I will not go into details this time. Started by installing some prerequisites:

# aptitude install fakeroot kernel-wedge build-essential makedumpfile kernel-package libncurses5 libncurses5-dev gcc libncurses5-dev linux-headers-$(uname -r) lsscsi patch subversion lldpad

and fetching the SCST source code from SVN as per usual on both nodes:

# svn checkout svn://svn.code.sf.net/p/scst/svn/trunk scst-trunk
# cd scst-trunk
# make scst scst_install iscsi iscsi_install scstadm scstadm_install srpt srpt_install

I didn’t bother re-compiling the kernel to gain some additional benefits in speed this time since in one of my tests on Ubuntu it failed after 2 hours of compiling so decided it’s not worth the effort. Plus I’m sure this step is not even needed for the latest kernels.

Supplied material
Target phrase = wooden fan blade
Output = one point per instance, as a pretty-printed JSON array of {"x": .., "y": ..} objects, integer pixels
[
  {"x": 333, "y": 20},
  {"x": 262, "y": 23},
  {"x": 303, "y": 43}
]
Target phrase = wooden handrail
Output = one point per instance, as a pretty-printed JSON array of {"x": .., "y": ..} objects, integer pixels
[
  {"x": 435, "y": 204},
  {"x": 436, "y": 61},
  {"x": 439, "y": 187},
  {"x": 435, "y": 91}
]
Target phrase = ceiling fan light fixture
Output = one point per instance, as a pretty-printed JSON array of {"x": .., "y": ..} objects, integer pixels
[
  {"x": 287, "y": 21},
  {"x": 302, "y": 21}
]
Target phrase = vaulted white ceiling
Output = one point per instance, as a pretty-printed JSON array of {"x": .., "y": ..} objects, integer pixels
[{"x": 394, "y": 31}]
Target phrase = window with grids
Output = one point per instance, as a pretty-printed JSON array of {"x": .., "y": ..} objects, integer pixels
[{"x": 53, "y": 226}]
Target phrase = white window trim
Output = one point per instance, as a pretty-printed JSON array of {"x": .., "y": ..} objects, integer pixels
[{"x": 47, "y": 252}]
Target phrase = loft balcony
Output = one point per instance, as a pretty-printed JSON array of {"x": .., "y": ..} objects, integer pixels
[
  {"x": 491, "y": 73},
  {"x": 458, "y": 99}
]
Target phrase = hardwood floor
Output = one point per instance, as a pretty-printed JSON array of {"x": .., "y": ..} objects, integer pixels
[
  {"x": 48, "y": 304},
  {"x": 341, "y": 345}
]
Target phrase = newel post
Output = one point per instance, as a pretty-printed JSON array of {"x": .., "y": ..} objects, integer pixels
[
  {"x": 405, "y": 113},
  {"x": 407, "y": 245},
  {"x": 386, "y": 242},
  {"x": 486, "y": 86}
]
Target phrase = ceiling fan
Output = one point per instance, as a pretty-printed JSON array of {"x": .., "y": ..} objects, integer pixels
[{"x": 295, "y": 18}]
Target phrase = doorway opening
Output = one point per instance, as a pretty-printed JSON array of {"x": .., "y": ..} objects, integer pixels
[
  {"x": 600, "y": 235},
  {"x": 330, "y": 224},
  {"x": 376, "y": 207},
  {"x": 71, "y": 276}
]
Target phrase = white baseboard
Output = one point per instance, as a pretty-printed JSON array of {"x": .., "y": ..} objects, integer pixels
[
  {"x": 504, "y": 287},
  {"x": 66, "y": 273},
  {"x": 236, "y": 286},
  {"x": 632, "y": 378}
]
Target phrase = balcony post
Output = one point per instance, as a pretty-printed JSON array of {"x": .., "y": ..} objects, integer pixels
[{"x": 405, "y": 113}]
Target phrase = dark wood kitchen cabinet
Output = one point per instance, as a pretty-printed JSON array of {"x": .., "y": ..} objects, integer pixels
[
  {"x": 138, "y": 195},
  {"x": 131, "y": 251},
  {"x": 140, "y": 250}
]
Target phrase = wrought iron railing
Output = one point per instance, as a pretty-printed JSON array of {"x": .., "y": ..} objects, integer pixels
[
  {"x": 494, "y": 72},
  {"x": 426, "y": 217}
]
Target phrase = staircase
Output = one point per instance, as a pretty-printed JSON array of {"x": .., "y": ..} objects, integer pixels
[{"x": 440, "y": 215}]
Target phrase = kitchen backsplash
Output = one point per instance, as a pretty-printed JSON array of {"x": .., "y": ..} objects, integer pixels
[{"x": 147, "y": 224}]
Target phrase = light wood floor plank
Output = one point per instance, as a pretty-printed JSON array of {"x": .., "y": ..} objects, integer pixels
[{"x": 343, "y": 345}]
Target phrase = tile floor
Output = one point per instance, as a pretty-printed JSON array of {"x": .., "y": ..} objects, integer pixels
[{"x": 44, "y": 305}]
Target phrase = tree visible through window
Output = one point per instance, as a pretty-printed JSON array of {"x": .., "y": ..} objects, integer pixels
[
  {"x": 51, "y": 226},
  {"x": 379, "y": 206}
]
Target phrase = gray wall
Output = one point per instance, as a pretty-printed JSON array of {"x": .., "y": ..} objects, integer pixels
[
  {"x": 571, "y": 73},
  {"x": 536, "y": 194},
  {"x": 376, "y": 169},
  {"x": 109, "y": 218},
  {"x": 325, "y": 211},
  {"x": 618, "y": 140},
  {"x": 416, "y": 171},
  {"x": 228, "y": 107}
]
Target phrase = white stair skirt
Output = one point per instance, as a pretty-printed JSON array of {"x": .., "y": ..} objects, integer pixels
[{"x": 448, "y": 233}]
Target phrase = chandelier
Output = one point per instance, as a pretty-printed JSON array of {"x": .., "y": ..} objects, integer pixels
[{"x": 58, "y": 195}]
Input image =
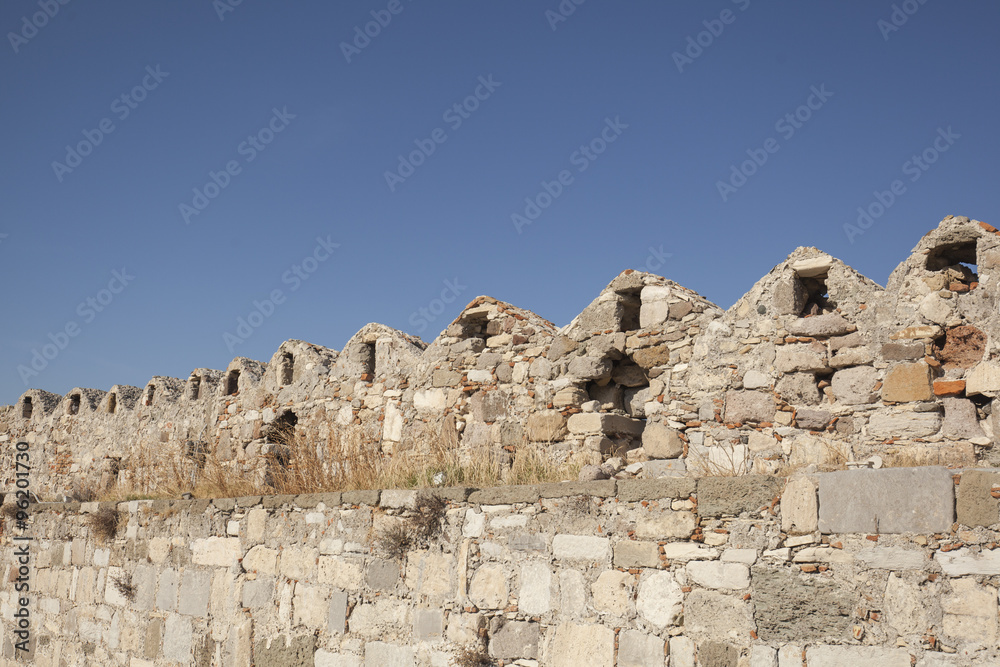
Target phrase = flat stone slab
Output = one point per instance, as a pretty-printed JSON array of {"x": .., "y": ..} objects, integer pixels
[{"x": 893, "y": 500}]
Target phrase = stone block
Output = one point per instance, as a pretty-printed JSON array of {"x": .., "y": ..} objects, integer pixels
[
  {"x": 660, "y": 600},
  {"x": 907, "y": 383},
  {"x": 546, "y": 426},
  {"x": 384, "y": 654},
  {"x": 581, "y": 548},
  {"x": 535, "y": 596},
  {"x": 841, "y": 656},
  {"x": 196, "y": 587},
  {"x": 855, "y": 386},
  {"x": 216, "y": 551},
  {"x": 516, "y": 640},
  {"x": 638, "y": 649},
  {"x": 975, "y": 503},
  {"x": 889, "y": 423},
  {"x": 716, "y": 574},
  {"x": 820, "y": 326},
  {"x": 662, "y": 442},
  {"x": 631, "y": 553},
  {"x": 962, "y": 562},
  {"x": 749, "y": 406},
  {"x": 790, "y": 606},
  {"x": 665, "y": 523},
  {"x": 893, "y": 500},
  {"x": 733, "y": 495},
  {"x": 633, "y": 490},
  {"x": 573, "y": 645},
  {"x": 800, "y": 507}
]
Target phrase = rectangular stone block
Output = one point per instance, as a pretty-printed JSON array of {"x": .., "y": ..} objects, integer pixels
[
  {"x": 892, "y": 500},
  {"x": 975, "y": 503},
  {"x": 733, "y": 495},
  {"x": 634, "y": 490}
]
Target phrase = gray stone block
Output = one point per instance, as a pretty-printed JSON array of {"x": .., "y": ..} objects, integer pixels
[
  {"x": 733, "y": 495},
  {"x": 633, "y": 490},
  {"x": 974, "y": 504},
  {"x": 893, "y": 500}
]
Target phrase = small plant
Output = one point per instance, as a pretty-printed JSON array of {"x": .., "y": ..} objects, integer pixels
[
  {"x": 395, "y": 541},
  {"x": 124, "y": 586},
  {"x": 473, "y": 657},
  {"x": 105, "y": 523}
]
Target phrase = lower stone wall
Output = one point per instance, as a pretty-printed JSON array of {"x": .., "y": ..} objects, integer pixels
[{"x": 894, "y": 568}]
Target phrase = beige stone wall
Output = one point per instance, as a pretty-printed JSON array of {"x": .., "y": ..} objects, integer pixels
[{"x": 864, "y": 567}]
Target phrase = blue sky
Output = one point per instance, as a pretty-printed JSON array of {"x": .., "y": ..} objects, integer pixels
[{"x": 249, "y": 158}]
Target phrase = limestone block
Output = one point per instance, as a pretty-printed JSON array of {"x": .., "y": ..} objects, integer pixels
[
  {"x": 975, "y": 504},
  {"x": 573, "y": 645},
  {"x": 660, "y": 600},
  {"x": 889, "y": 423},
  {"x": 970, "y": 612},
  {"x": 516, "y": 640},
  {"x": 749, "y": 406},
  {"x": 855, "y": 386},
  {"x": 662, "y": 442},
  {"x": 581, "y": 547},
  {"x": 535, "y": 596},
  {"x": 632, "y": 553},
  {"x": 840, "y": 656},
  {"x": 800, "y": 507},
  {"x": 893, "y": 500},
  {"x": 908, "y": 382},
  {"x": 612, "y": 592},
  {"x": 665, "y": 523},
  {"x": 638, "y": 649},
  {"x": 718, "y": 574},
  {"x": 488, "y": 588}
]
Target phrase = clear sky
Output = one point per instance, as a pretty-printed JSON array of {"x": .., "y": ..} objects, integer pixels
[{"x": 217, "y": 155}]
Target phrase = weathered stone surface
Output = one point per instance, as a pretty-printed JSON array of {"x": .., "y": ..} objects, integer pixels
[
  {"x": 573, "y": 645},
  {"x": 798, "y": 607},
  {"x": 844, "y": 656},
  {"x": 889, "y": 423},
  {"x": 855, "y": 386},
  {"x": 515, "y": 640},
  {"x": 907, "y": 383},
  {"x": 975, "y": 504},
  {"x": 961, "y": 421},
  {"x": 733, "y": 495},
  {"x": 799, "y": 388},
  {"x": 660, "y": 600},
  {"x": 662, "y": 442},
  {"x": 749, "y": 406},
  {"x": 830, "y": 324},
  {"x": 546, "y": 426},
  {"x": 800, "y": 507},
  {"x": 893, "y": 500}
]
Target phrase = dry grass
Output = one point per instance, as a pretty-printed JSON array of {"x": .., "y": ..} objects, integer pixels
[{"x": 294, "y": 465}]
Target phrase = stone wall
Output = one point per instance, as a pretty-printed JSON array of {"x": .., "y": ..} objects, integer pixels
[
  {"x": 815, "y": 366},
  {"x": 892, "y": 567}
]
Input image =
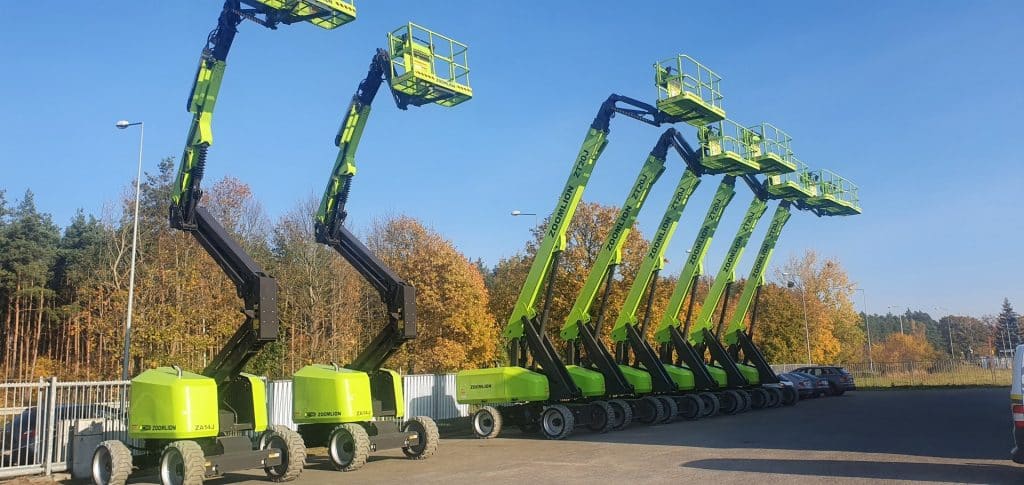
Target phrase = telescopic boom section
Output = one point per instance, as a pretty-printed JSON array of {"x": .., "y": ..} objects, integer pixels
[
  {"x": 694, "y": 262},
  {"x": 727, "y": 273},
  {"x": 554, "y": 237},
  {"x": 757, "y": 275},
  {"x": 257, "y": 290}
]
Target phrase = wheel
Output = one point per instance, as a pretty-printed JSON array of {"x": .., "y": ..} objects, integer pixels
[
  {"x": 427, "y": 438},
  {"x": 486, "y": 423},
  {"x": 348, "y": 447},
  {"x": 759, "y": 398},
  {"x": 671, "y": 408},
  {"x": 557, "y": 422},
  {"x": 601, "y": 416},
  {"x": 652, "y": 411},
  {"x": 691, "y": 406},
  {"x": 182, "y": 463},
  {"x": 623, "y": 413},
  {"x": 293, "y": 453},
  {"x": 712, "y": 404},
  {"x": 790, "y": 396},
  {"x": 111, "y": 464},
  {"x": 747, "y": 400},
  {"x": 731, "y": 402}
]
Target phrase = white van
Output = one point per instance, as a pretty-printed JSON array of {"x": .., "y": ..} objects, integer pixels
[{"x": 1017, "y": 406}]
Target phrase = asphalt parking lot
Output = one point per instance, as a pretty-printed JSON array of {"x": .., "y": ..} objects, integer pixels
[{"x": 925, "y": 436}]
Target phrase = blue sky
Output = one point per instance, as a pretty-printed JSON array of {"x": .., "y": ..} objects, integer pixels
[{"x": 918, "y": 102}]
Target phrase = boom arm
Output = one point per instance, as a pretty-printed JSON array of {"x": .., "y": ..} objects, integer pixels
[
  {"x": 757, "y": 276},
  {"x": 726, "y": 190},
  {"x": 727, "y": 273},
  {"x": 554, "y": 237}
]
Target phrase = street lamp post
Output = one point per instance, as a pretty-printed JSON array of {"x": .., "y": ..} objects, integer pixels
[
  {"x": 126, "y": 362},
  {"x": 867, "y": 327},
  {"x": 807, "y": 331}
]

Tasks
- A) According to the SCST setup notes, why was the kernel not recompiled for extra speed?
- B) Please quote the rows from the line with "Target phrase = wheel" up to and including the last line of the rows.

Set of answers
- A) In an earlier test on Ubuntu, compiling the kernel failed after 2 hours, so the author decided it wasn't worth the effort. The author also believes the step isn't needed for the latest kernels.

- B)
Target phrase = wheel
Output = one point per instance, as a pretty-printed JSON array of {"x": .., "y": ..} objects, integer pixels
[
  {"x": 427, "y": 438},
  {"x": 486, "y": 423},
  {"x": 348, "y": 447},
  {"x": 759, "y": 398},
  {"x": 671, "y": 408},
  {"x": 557, "y": 422},
  {"x": 601, "y": 416},
  {"x": 652, "y": 411},
  {"x": 691, "y": 406},
  {"x": 182, "y": 463},
  {"x": 623, "y": 413},
  {"x": 293, "y": 453},
  {"x": 712, "y": 404},
  {"x": 790, "y": 396},
  {"x": 111, "y": 464},
  {"x": 747, "y": 400},
  {"x": 731, "y": 402}
]
Target phrase = white van
Output = one point per instance, as a pretty-printed JSON array of {"x": .., "y": ..} objects, integer pixels
[{"x": 1017, "y": 406}]
Target phrase = asphalt parking lot
Output = one point per instance, as a pretty-printed JSON array of {"x": .., "y": ..} objects, integer pixels
[{"x": 925, "y": 436}]
Target phrase = blue sky
Output = one point per instance, as a pretty-printed JSON array of {"x": .., "y": ..} objects, integer pixels
[{"x": 918, "y": 102}]
Target phrase = boom arm
Output = one point per instance, as a pretty-printed JSON array of {"x": .., "y": ..} objects, integer pixels
[
  {"x": 757, "y": 276},
  {"x": 726, "y": 190},
  {"x": 727, "y": 273},
  {"x": 554, "y": 237}
]
Target phrase = street lamp post
Output = one point per instance, as a pretty-printed JSON array of {"x": .., "y": ..} objects, integer pixels
[
  {"x": 126, "y": 362},
  {"x": 867, "y": 327},
  {"x": 807, "y": 331}
]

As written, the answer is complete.